◆ **Set exercise**
Can you copy every line of the data below verbatim?

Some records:
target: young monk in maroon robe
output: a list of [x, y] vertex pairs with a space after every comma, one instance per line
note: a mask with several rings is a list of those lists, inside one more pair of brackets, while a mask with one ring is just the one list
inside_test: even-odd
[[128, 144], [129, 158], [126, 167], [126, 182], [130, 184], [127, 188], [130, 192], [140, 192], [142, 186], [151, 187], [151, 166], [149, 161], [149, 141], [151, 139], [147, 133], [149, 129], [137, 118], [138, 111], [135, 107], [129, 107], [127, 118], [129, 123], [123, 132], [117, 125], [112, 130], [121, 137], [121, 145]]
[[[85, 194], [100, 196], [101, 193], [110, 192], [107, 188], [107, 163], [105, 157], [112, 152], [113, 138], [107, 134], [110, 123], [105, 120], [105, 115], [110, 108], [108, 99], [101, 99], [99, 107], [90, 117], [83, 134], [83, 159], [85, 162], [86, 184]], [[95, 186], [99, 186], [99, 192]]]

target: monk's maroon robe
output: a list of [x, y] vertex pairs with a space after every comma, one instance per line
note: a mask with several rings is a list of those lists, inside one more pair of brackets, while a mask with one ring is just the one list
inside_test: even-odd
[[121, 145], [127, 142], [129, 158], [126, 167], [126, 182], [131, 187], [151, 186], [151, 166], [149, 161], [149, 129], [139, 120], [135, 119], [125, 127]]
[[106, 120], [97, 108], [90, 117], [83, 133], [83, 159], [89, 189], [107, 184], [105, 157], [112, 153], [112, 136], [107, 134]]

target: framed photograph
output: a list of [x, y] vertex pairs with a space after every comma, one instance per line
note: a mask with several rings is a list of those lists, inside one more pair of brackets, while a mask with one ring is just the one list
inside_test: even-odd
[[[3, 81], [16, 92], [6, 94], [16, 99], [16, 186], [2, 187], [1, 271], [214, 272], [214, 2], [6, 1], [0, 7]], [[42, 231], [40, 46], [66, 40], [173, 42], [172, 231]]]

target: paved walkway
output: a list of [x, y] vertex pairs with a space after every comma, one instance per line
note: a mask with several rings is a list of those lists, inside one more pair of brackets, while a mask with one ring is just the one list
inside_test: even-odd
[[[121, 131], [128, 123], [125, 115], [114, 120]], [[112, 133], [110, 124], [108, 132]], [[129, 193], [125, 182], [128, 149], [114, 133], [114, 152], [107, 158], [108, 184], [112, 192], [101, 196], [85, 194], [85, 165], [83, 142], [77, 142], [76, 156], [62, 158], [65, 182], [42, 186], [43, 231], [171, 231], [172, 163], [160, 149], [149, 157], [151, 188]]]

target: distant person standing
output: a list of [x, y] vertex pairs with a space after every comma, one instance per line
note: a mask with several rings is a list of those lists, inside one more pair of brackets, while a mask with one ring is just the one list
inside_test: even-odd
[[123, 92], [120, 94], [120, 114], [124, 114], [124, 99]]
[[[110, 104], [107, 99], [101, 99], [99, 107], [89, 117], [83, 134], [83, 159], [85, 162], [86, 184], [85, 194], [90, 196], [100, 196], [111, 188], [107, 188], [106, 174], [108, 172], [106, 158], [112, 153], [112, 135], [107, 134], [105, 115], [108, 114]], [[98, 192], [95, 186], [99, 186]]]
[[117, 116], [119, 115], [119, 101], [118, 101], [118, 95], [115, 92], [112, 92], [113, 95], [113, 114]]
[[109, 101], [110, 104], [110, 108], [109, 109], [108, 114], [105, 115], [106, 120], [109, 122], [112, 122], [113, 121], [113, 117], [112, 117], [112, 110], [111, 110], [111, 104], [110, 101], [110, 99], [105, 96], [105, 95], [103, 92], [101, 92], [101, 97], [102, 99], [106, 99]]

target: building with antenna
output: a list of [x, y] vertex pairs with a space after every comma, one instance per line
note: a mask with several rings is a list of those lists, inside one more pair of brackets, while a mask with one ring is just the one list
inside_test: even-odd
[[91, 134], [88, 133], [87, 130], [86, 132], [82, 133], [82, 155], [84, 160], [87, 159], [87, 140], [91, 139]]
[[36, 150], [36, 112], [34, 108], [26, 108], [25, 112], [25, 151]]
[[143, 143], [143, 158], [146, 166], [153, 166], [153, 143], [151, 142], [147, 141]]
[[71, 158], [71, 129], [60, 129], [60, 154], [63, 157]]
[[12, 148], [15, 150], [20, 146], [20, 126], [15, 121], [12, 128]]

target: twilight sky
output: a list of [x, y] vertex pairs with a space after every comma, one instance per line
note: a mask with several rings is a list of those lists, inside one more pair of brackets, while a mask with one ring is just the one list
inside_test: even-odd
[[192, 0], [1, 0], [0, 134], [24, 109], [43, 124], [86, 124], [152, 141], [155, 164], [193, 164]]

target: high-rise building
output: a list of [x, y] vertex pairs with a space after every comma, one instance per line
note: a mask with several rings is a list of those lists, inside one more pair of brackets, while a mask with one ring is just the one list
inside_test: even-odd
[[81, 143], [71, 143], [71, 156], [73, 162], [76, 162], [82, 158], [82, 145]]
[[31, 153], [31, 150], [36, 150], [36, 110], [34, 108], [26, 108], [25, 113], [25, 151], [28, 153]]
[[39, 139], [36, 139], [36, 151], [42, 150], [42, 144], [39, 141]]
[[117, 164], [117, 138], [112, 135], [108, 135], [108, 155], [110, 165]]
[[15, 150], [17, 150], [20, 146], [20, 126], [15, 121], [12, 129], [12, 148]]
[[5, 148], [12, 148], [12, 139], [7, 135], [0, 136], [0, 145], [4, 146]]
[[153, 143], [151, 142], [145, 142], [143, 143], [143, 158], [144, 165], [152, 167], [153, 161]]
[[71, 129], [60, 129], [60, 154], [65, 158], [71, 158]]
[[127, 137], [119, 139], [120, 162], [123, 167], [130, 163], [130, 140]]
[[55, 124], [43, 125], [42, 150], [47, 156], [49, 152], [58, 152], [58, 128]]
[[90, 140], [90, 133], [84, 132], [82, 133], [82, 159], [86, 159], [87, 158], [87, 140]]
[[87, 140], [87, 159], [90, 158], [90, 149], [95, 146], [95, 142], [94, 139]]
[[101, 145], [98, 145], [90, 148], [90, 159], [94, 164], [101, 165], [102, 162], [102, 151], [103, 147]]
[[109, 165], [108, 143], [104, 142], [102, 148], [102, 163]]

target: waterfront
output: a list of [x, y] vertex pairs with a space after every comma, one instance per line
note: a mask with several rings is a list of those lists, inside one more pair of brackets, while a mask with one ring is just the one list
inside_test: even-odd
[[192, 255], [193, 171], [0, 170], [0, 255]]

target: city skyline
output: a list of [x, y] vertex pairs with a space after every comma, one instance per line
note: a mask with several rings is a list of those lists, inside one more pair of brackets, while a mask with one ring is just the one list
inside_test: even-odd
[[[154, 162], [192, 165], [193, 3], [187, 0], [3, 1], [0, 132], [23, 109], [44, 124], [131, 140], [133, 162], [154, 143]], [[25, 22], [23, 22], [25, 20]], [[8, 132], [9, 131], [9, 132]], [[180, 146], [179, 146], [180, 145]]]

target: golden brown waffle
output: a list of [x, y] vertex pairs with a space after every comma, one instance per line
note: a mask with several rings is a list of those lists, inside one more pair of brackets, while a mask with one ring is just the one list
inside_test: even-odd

◆ **Task answer**
target: young monk in maroon robe
output: a list of [x, y] vertex pairs with a space after every comma, one instance per line
note: a mask with several rings is a list of those lists, inside one more pair of brackets, while a mask with one ring is just the one list
inside_test: even-odd
[[128, 144], [129, 158], [126, 167], [126, 182], [130, 184], [127, 188], [130, 192], [140, 192], [142, 186], [151, 187], [151, 166], [149, 161], [149, 141], [151, 139], [147, 133], [149, 129], [137, 118], [138, 111], [135, 107], [129, 107], [127, 118], [129, 123], [123, 132], [117, 125], [112, 130], [121, 137], [121, 145]]
[[[85, 194], [100, 196], [101, 193], [110, 192], [107, 188], [107, 163], [105, 157], [112, 152], [113, 138], [107, 134], [110, 123], [105, 120], [105, 115], [110, 108], [108, 99], [101, 99], [99, 107], [90, 117], [83, 134], [83, 159], [85, 162], [86, 184]], [[95, 186], [99, 186], [99, 192]]]

target: monk's maroon robe
output: a list of [x, y] vertex pairs with a space after every comma, one instance per line
note: a mask with several rings is a list of those lists, inside one more pair of brackets, while a mask with one ring is just the one list
inside_test: even-odd
[[121, 145], [127, 142], [129, 158], [126, 167], [126, 182], [131, 187], [151, 186], [151, 166], [149, 161], [149, 129], [139, 120], [135, 119], [125, 127]]
[[106, 120], [97, 108], [90, 117], [83, 133], [83, 159], [89, 189], [107, 184], [105, 157], [112, 153], [112, 136], [107, 134]]

target: framed photograph
output: a list of [x, y] vertex pairs with a space after every comma, one instance per line
note: a mask with several rings is a list of those lists, inside one more pair of brackets, while a mask with one ring is just the one list
inside_test: even-odd
[[[3, 81], [16, 92], [6, 94], [16, 99], [16, 186], [2, 187], [1, 271], [214, 272], [214, 2], [6, 1], [0, 7]], [[42, 231], [40, 46], [66, 40], [173, 42], [172, 231]]]

target: paved walkway
output: a list of [x, y] vertex pairs with a space after every comma, one instance per line
note: a mask with several rings is a list of those lists, inside one more pair of brackets, while a mask with one ring is just the one list
inside_test: even-odd
[[[121, 131], [128, 123], [125, 115], [114, 120]], [[112, 133], [110, 124], [108, 132]], [[129, 193], [125, 182], [128, 149], [114, 133], [114, 152], [107, 158], [108, 184], [112, 192], [101, 196], [85, 194], [85, 165], [83, 142], [77, 142], [76, 156], [62, 158], [65, 182], [42, 186], [43, 231], [171, 231], [172, 163], [160, 149], [149, 157], [151, 188]]]

target: distant person standing
output: a list of [x, y] vertex pairs with a space after every comma, one instance per line
note: a mask with several rings is a list of those lists, inside one more pair of brackets, while a mask with one ring is just the one list
inside_test: even-odd
[[123, 92], [120, 94], [120, 114], [124, 114], [124, 99]]
[[[110, 104], [107, 99], [101, 99], [99, 107], [89, 117], [83, 134], [83, 159], [85, 162], [86, 184], [85, 194], [90, 196], [100, 196], [111, 188], [107, 188], [106, 174], [108, 172], [106, 158], [112, 153], [112, 135], [107, 134], [105, 115], [108, 114]], [[98, 192], [95, 186], [99, 186]]]
[[117, 116], [119, 115], [119, 101], [118, 101], [118, 95], [115, 92], [112, 92], [113, 95], [113, 114]]
[[109, 101], [110, 104], [110, 108], [109, 109], [108, 114], [105, 115], [106, 120], [109, 122], [112, 122], [113, 121], [113, 117], [112, 117], [112, 110], [111, 110], [111, 104], [110, 101], [110, 99], [105, 96], [105, 95], [103, 92], [101, 92], [101, 97], [102, 99], [106, 99]]

target: building with antenna
output: a list of [x, y] vertex pairs with a space after every comma, one instance per line
note: a mask with several rings is a list of those lists, inside one more pair of brackets, while a mask with one ring is just the one list
inside_test: even-odd
[[91, 134], [88, 133], [87, 130], [86, 132], [82, 133], [82, 155], [84, 160], [87, 159], [87, 140], [91, 139]]
[[36, 150], [36, 112], [34, 108], [26, 108], [25, 112], [25, 151]]
[[143, 143], [143, 158], [146, 166], [153, 166], [153, 143], [151, 142], [147, 141]]
[[71, 158], [71, 129], [60, 129], [60, 154], [63, 157]]
[[12, 148], [15, 150], [20, 146], [20, 126], [15, 121], [12, 128]]

target: twilight sky
output: a list of [x, y] vertex pairs with a space after every comma, one instance per line
note: a mask with several rings is a list of those lists, inside one more pair of brackets, while a mask with one ring is just the one list
inside_test: even-odd
[[192, 0], [1, 0], [0, 134], [24, 109], [43, 124], [86, 124], [152, 141], [155, 164], [193, 164]]

target: high-rise building
output: a list of [x, y] vertex pairs with a space after every comma, one instance per line
note: a mask with several rings is a list of those lists, inside one more pair of brackets, while a mask with one ring is just the one list
inside_test: even-odd
[[81, 143], [71, 143], [71, 156], [73, 162], [76, 162], [82, 158], [82, 145]]
[[31, 153], [31, 150], [36, 150], [36, 110], [34, 108], [26, 108], [25, 113], [25, 151], [28, 153]]
[[39, 139], [36, 139], [36, 151], [42, 150], [42, 144], [39, 141]]
[[117, 164], [117, 138], [112, 135], [108, 135], [108, 155], [110, 165]]
[[15, 150], [17, 150], [20, 146], [20, 126], [15, 121], [12, 129], [12, 148]]
[[5, 148], [12, 148], [12, 139], [7, 135], [0, 136], [0, 145], [4, 146]]
[[153, 143], [151, 142], [145, 142], [143, 143], [143, 158], [144, 165], [152, 167], [153, 161]]
[[71, 129], [60, 129], [60, 154], [65, 158], [71, 158]]
[[127, 137], [119, 139], [120, 162], [123, 167], [130, 163], [130, 140]]
[[55, 124], [43, 125], [42, 150], [47, 156], [49, 152], [58, 152], [58, 128]]
[[90, 140], [90, 133], [84, 132], [82, 133], [82, 159], [86, 159], [87, 158], [87, 140]]
[[87, 140], [87, 159], [90, 158], [90, 149], [95, 146], [95, 142], [94, 139]]
[[101, 145], [98, 145], [90, 148], [90, 159], [94, 164], [101, 165], [102, 162], [102, 151], [103, 147]]
[[109, 165], [108, 143], [104, 142], [102, 148], [102, 163]]

target: waterfront
output: a list of [x, y] vertex pairs with a space after every comma, one instance per line
note: a mask with several rings is a list of those lists, inside one more pair of brackets, while a mask with one ring is just the one list
inside_test: even-odd
[[192, 255], [193, 171], [0, 170], [0, 255]]

target: city skyline
output: a list of [x, y] vertex pairs with a space after every comma, one instance per line
note: a mask with several rings is a list of those lists, inside one more pair of brackets, while a mask with one ring is just the one list
inside_test: even-odd
[[[154, 162], [192, 165], [193, 3], [187, 0], [3, 1], [0, 132], [23, 109], [44, 124], [131, 140], [133, 162], [154, 143]], [[25, 22], [23, 22], [25, 20]], [[8, 132], [9, 131], [9, 132]], [[180, 146], [179, 146], [180, 145]]]

target: golden brown waffle
output: a list of [x, y] vertex pairs with a space after every comma, one instance per line
note: a mask with several rings is a list of those lists, inside one more pair of brackets, while a mask with one ring is just the one list
inside_test: even-odd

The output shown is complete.